▸ **Requirement**
Give the records again exactly. Pictures do not belong in the copy.

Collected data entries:
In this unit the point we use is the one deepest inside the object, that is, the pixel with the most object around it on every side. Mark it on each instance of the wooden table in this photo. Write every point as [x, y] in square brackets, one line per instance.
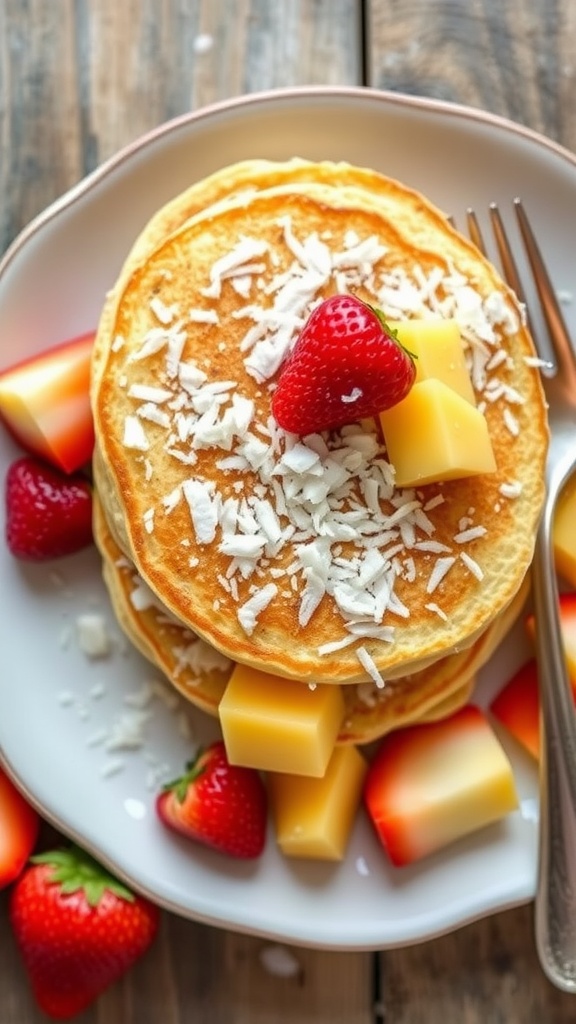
[78, 80]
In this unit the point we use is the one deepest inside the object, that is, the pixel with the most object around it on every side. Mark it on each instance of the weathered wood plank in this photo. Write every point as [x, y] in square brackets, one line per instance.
[485, 972]
[80, 80]
[512, 58]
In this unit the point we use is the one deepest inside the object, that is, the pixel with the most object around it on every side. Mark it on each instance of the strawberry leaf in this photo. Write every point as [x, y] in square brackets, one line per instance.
[74, 869]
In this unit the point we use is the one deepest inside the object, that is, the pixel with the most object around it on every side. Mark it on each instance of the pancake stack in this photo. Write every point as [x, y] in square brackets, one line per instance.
[224, 539]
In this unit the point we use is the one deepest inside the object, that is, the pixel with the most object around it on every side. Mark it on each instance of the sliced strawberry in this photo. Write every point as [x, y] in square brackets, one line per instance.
[430, 784]
[346, 365]
[217, 804]
[18, 830]
[45, 403]
[568, 629]
[518, 708]
[48, 513]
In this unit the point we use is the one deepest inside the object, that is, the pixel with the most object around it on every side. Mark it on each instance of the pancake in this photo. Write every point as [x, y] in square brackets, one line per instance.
[298, 556]
[200, 673]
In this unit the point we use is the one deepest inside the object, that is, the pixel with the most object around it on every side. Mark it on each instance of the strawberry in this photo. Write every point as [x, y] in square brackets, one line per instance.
[346, 365]
[19, 824]
[77, 928]
[217, 804]
[430, 784]
[48, 514]
[45, 403]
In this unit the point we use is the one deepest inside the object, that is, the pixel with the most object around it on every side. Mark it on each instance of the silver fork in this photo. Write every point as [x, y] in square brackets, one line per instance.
[556, 890]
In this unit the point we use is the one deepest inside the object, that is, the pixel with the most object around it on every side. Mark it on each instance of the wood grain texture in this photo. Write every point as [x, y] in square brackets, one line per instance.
[78, 80]
[513, 58]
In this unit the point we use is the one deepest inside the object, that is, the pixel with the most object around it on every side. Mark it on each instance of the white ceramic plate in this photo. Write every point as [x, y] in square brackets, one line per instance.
[54, 702]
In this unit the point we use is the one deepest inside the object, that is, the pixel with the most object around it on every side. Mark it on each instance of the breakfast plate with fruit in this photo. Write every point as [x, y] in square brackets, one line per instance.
[266, 646]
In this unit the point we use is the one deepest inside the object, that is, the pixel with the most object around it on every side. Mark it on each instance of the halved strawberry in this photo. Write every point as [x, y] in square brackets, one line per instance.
[517, 707]
[45, 403]
[430, 784]
[217, 804]
[18, 830]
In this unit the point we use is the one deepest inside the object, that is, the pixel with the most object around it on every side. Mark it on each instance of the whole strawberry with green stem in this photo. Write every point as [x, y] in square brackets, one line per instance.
[217, 804]
[346, 365]
[78, 929]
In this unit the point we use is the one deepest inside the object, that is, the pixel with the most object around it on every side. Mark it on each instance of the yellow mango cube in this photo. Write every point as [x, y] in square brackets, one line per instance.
[564, 534]
[437, 347]
[435, 434]
[314, 817]
[279, 725]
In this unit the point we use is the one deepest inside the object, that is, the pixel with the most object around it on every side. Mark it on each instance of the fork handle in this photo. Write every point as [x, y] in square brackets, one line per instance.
[556, 893]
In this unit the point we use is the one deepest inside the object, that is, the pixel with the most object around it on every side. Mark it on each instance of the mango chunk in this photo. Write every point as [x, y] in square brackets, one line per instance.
[437, 346]
[279, 725]
[564, 534]
[314, 817]
[435, 434]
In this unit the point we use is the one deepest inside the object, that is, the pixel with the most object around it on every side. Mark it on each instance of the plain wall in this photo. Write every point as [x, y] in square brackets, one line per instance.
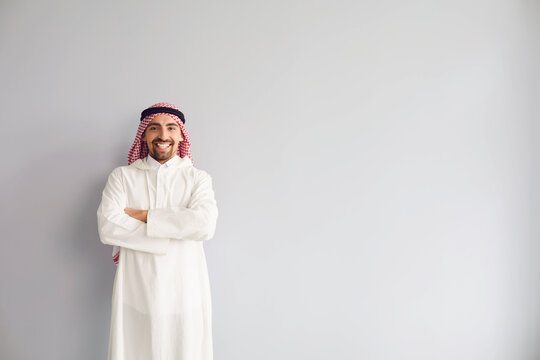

▸ **Exercise output**
In this unit the point we use is the one deepest inside the object, that is, the pixel with the most object around it on every side. Mark it on each instance of the wooden table in this photo. Write every point as [x, y] in square brackets, one line per instance.
[78, 80]
In this unit the point we use is the one deepest inside the object, that is, the pixel with the most object around it on every side. Mark it on each instance of the weathered wood plank in this photo. Write every point as [x, y] in square brackets, one line per instance.
[485, 972]
[80, 80]
[512, 58]
In this unit the point we use is the one deepest inside the object, that is, the pixel with the most object around it on every side. Mark it on each instance of the strawberry leaf in this photo. Write every point as [x, y] in square brackets, one line per instance.
[74, 869]
In this unit the point we use is the one deepest inside the object, that is, the pixel with the most object around it on every side. Mark it on each instance of the pancake stack in this photo. Write every point as [x, y] in square brackets, one line per instance.
[224, 539]
In this unit the point we use is the one deepest inside the object, that is, the pixel with the most object around it on every side. Mark it on each instance of the sliced strawberry in this photo. Write every point as [x, y] in square brackets, one line per instance.
[430, 784]
[346, 365]
[217, 804]
[18, 830]
[45, 403]
[568, 629]
[518, 708]
[48, 513]
In this unit the point we use is the one deepest inside the object, that is, the pixel with the most object around it on every side. Mark it on each instance of the pancake in this photo. Write every point as [x, y] in square brackets, one line per instance.
[298, 556]
[200, 673]
In this unit the point we use is the one deepest inside the object, that is, the pixel with the most object around it on every side. Mark it on each instance of the strawberry in this photo. Write every point as [x, y] in square brackets, one line per instance.
[346, 365]
[19, 824]
[77, 928]
[217, 804]
[430, 784]
[48, 514]
[45, 403]
In this unit the point we use is the one deepest inside the object, that is, the pixel with the most object around it on every side. Mark it on each instance of the silver fork in this photo. Write every point as [x, y] in square brackets, one line per instance.
[556, 890]
In this unit the point we use is the one deepest inside the object, that is, the pixel with the most object around it on every side. Mark it on each instance of the wood grain texture in this photo. Write every point as [x, y] in square brackets, one line per instance.
[78, 80]
[513, 58]
In this unit the point we use is the one deepest inside the object, that is, the pixel with the most object around it on every side. Mark it on each instance of the white ceramic plate in this photo. Write every point as [x, y] in square brackets, one line per instance.
[54, 702]
In this unit the point we use is the one deepest inside the object, that is, the pixel with the most object around it on every side. Mark it on each instance of the breakfast plate with fruit in this photo. Write every point as [x, y] in square brackets, one line per instance.
[266, 646]
In this unit the point we use is the one deepest inside the object, that is, the pixel with the most object around it on every side. Mark it on each instance of the halved strawberry in this photo. Write every point as [x, y] in square brackets, one line per instance.
[517, 707]
[45, 403]
[430, 784]
[217, 804]
[18, 830]
In this unit the point we use is the one deepest inside the object, that is, the pixel with the most object around it on every side. Mark it on each instance of the whole strawberry with green stem in this photo. Write every point as [x, y] in square brackets, one line per instance.
[217, 804]
[346, 365]
[78, 929]
In this unit the point we use is the one deepest inside the object, that is, the pixel with the most object around it on every side. Mark it on each instance of the yellow mango cube in this photo. Write every point as [x, y] in square brackets, one line per instance.
[564, 534]
[437, 347]
[435, 434]
[314, 817]
[279, 725]
In this unit the point we use is the one deepest inside the object, that is, the pixel with the most object around it on every side. Mark it on each instance of the fork handle in this photo. Write every point as [x, y] in square brackets, one line per instance.
[556, 893]
In this unit the point we use is the one deepest inside the object, that is, the pixel with the most object around it on every side. Mark it on each instance of the mango chunk in this photo. Write every point as [x, y] in square brackets, one line per instance.
[437, 346]
[279, 725]
[564, 534]
[314, 817]
[435, 434]
In this unit the point we use is the one deepest inside the object, that is, the pixel with the most object around it on every side. Mark it on each instance of the plain wall in this photo. Write every point as [x, y] in square brackets, one line per instance.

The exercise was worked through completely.